# [Tasks to perform]
[A] Rewrite the newsletter issue from "So, we can thank" up to and including "Copyright Fight!", putting "paid subscribers" in place of "Premium Subscribers".
[B] Answer these questions from the newsletter issue:
(i) In what city was Terry Gilliam born?
(ii) At which magazine did Gilliam work as one of Harvey Kurtzman's assistants?
(iii) For how many days straight did the online drawing exercise run?
[C] Which films directed by Terry Gilliam does the newsletter issue name? List all of them.

# [Text segment]
The Ink Stained Wretch

The Ink Stained Wretch

Share this post

The Ink Stained Wretch
The Ink Stained Wretch
The Ink Stained Wretch #191 6/25/25

The Ink Stained Wretch #191 6/25/25

Coconuts, Copyright Ghouls, Tarantino, and Some Sneak Peeks!

Tom Richmond's avatar
Tom Richmond
Jun 25, 2025
∙ Paid
23

Share this post

The Ink Stained Wretch
The Ink Stained Wretch
The Ink Stained Wretch #191 6/25/25
2
Share

Here we go with another of the malodorous, miserable, and morose piles of malarky that are these newsletters! This week's sketch is very animated, we tell the story of a fight with copyright ghouls, revisit the Tarantino story in a new book, and share some illustration sneak peeks...on with the 'Wretch!

Sketch o'the Week: Terry Gilliam!

Here's the last of our "Monty Python's Flying Circus" series, the lone American of the troupe Terry Gilliam!

Gilliam was born right here in Minneapolis, Minnesota, so we get to claim him as "one of us", although he and his family moved to Los Angeles when he was 12 in 1952. You don't survive twelve winters in Minnesota without it being frozen into your DNA.

There is a huge MAD Magazine connection with Gilliam and his eventual work with Monty Python. Gilliam started out as an animator and strip cartoonist, and was heavily influenced by the early Harvey Kurtzman MAD magazines. Gilliam would eventually work with Kurtzman as one of his assistants at HELP! magazine. HELP! was, of course, the longest running of the publication projects Kurtzman worked on post MAD/EC. Gilliam worked on the magazine and contributed some of the "fumetti" strips the magazine was known for. These were comic stories using photos rather than drawn panels. One of the fumettos he designed was called "Christopher's Punctured Romance", written by David Crossley, and which featured a little known up and coming comedian named John Cleese. This is where Gilliam first met Cleese. When HELP! folded, Gilliam moved to England where he did animation for the children's TV show "Do Not Adjust Your Set", which featured future Pythons Eric Idle, Terry Jone and Michael Palin.

So, we can thank Harvey Kurtzman and MAD for Terry Gilliam's being part of Monty Python!

After Python Gilliam went on to become a well respected film director with movies like Time Bandits (1981), Brazil (1985), The Adventures of Baron Munchausen (1988), The Fisher King (1991), 12 Monkeys (1995), and Fear and Loathing in Las Vegas (1998).

You lucky Premium Subscribers get to watch me draw this sketch in this week's exclusive video! Scroll down to the bottom of this post to be thoroughly bored!

Copyright Fight!

I've had some people ask me if I will post the photoreferences I use for doing my "sketch o'the week" or other work, because they feel that seeing the pictures I worked from would help them developing their own work.

I don't do that (anymore) for a very specific reason.

Back in 2020 when the pandemic was raging and we were all basically confined to our homes, I did an online drawing exercise I called "The Daily Coronacature". Every day I would post a subject for that day's caricature in the early morning on my blog, complete with six to nine different reference photos of that subject. I would then invite anyone who wanted to participate to draw a caricature of that subject, and post in on Instagram or Twitter with the hashtag #thedailycoronacature. Later in the day I would post my caricature, along with my thoughts on the subject and the caricature I did. I did this for 100 days straight. It was fun and a distraction for some from the stress of the pandemic.

# [Entries supplied]
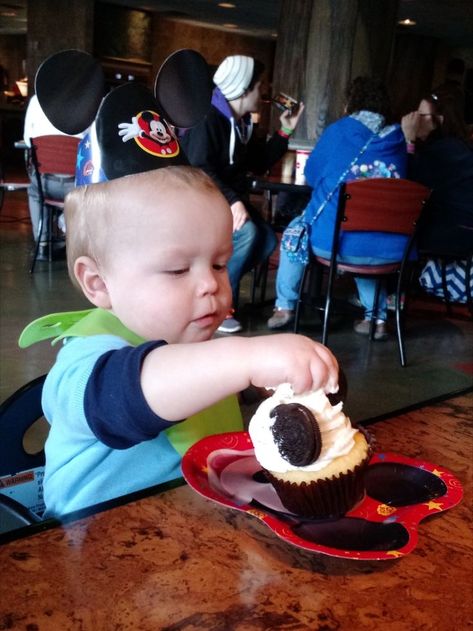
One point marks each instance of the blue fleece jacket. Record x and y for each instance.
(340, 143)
==
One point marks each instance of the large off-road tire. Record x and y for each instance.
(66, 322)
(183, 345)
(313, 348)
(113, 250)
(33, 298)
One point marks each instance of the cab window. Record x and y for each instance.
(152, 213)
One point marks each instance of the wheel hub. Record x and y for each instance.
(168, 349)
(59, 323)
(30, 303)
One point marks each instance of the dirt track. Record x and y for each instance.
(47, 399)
* * *
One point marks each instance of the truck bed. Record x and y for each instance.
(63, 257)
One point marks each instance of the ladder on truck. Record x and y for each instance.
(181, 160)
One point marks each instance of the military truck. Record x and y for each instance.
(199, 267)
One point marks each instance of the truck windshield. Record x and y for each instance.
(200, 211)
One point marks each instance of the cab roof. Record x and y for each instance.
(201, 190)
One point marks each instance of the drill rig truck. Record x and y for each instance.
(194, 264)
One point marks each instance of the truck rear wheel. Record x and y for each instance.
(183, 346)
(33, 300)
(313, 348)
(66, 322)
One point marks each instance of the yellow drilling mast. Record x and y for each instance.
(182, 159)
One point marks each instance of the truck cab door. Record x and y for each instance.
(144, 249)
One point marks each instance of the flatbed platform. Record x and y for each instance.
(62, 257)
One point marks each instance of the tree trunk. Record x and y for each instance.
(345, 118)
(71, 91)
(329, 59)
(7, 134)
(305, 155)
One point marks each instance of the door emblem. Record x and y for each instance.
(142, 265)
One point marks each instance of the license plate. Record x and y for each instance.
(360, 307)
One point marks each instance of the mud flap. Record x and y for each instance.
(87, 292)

# [Outputs by task]
[A]
So, we can thank Harvey Kurtzman and MAD for Terry Gilliam's being part of Monty Python!

After Python Gilliam went on to become a well respected film director with movies like Time Bandits (1981), Brazil (1985), The Adventures of Baron Munchausen (1988), The Fisher King (1991), 12 Monkeys (1995), and Fear and Loathing in Las Vegas (1998).

You lucky paid subscribers get to watch me draw this sketch in this week's exclusive video! Scroll down to the bottom of this post to be thoroughly bored!

Copyright Fight!

[B]
(i) Minneapolis, Minnesota
(ii) HELP!
(iii) 100 days

[C]
Time Bandits (1981)
Brazil (1985)
The Adventures of Baron Munchausen (1988)
The Fisher King (1991)
12 Monkeys (1995)
Fear and Loathing in Las Vegas (1998)